§ **Instructions to follow**: Reproduce the passage on medical imaging starting at "In some specialties, this" and ending at "bones as landmarks.", switching "landmarks" to "reference points".

§ **Source extract**:
((
Modern medicine has in some sense been built on the back of better ways of seeing. The X-ray let us see bone through skin, which took the guesswork out of treating fractures and let us detect early tumors. CTs and ultrasounds let us see organs, blood vessels, muscles, and other soft tissues in three dimensions, which caused a revolution in diagnostic medicine and made surgery radically more precise and safe.
CT was made possible by the computer, which stitches together a collection of X-rays into a reconstructed 3-D image. But this is still more or less a static enterprise: a CT study is more like a picture than a movie. What if you could do for medicine what we’ve already done for chess and basketball—what if you could somehow use the computer to see not just what’s there, but what could be?
In some specialties, this is already becoming possible. Radiation oncologists, for instance, use accelerated beams of radioactive particles to destroy cancers. It used to be that these beams were targeted somewhat crudely: You’d take a two-dimensional X-ray of your patient and outline the area you wanted to zap (the tumor) and the areas you wanted to avoid (healthy organs). Since X-rays couldn’t show you much in the way of soft tissue, you had to use nearby bones as landmarks.
Today, radiation treatments are planned using software. The doctor identifies tumorous and healthy tissues in slice after slice of a CT scan by drawing on the slices directly, on the computer, as though coloring in a figure in MS Paint. This creates three-dimensional contour maps of the tumor and nearby organs. The software then takes these contours and runs hundreds of thousands of simulated treatments against them, using a model of how radioactive particles will behave in different tissue types—how they’ll be absorbed, how they’re likely to ricochet, and so on—to determine the ideal angle and power settings of the real beam.
))
[Collection entries]
((
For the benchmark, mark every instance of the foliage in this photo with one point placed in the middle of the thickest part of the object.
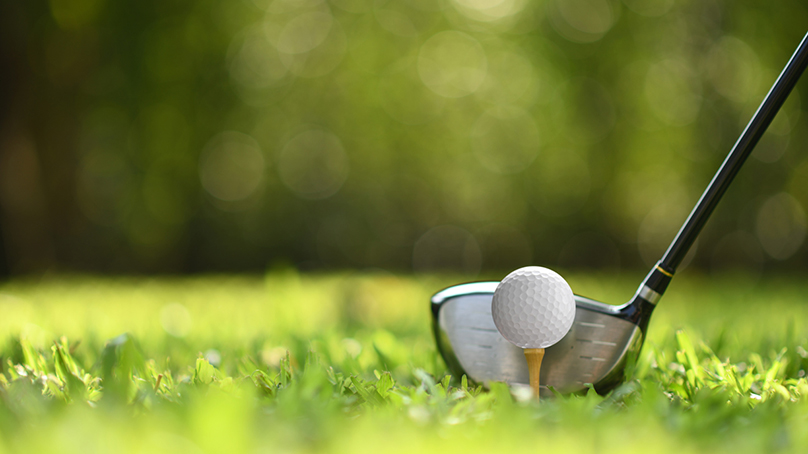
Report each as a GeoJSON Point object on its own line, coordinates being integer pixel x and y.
{"type": "Point", "coordinates": [213, 135]}
{"type": "Point", "coordinates": [360, 382]}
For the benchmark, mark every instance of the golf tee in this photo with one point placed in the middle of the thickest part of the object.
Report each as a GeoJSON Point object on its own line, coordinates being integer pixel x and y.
{"type": "Point", "coordinates": [534, 357]}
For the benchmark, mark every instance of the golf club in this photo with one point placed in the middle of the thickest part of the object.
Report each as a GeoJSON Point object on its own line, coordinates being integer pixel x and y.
{"type": "Point", "coordinates": [604, 339]}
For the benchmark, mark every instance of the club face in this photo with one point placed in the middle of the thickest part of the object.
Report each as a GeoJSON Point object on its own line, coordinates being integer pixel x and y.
{"type": "Point", "coordinates": [596, 350]}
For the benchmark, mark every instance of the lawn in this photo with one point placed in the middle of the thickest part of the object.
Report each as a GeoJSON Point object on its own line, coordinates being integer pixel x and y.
{"type": "Point", "coordinates": [291, 362]}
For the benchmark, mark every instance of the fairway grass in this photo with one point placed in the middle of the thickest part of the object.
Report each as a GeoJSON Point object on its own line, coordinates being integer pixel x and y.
{"type": "Point", "coordinates": [345, 363]}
))
§ **Written response**:
In some specialties, this is already becoming possible. Radiation oncologists, for instance, use accelerated beams of radioactive particles to destroy cancers. It used to be that these beams were targeted somewhat crudely: You’d take a two-dimensional X-ray of your patient and outline the area you wanted to zap (the tumor) and the areas you wanted to avoid (healthy organs). Since X-rays couldn’t show you much in the way of soft tissue, you had to use nearby bones as reference points.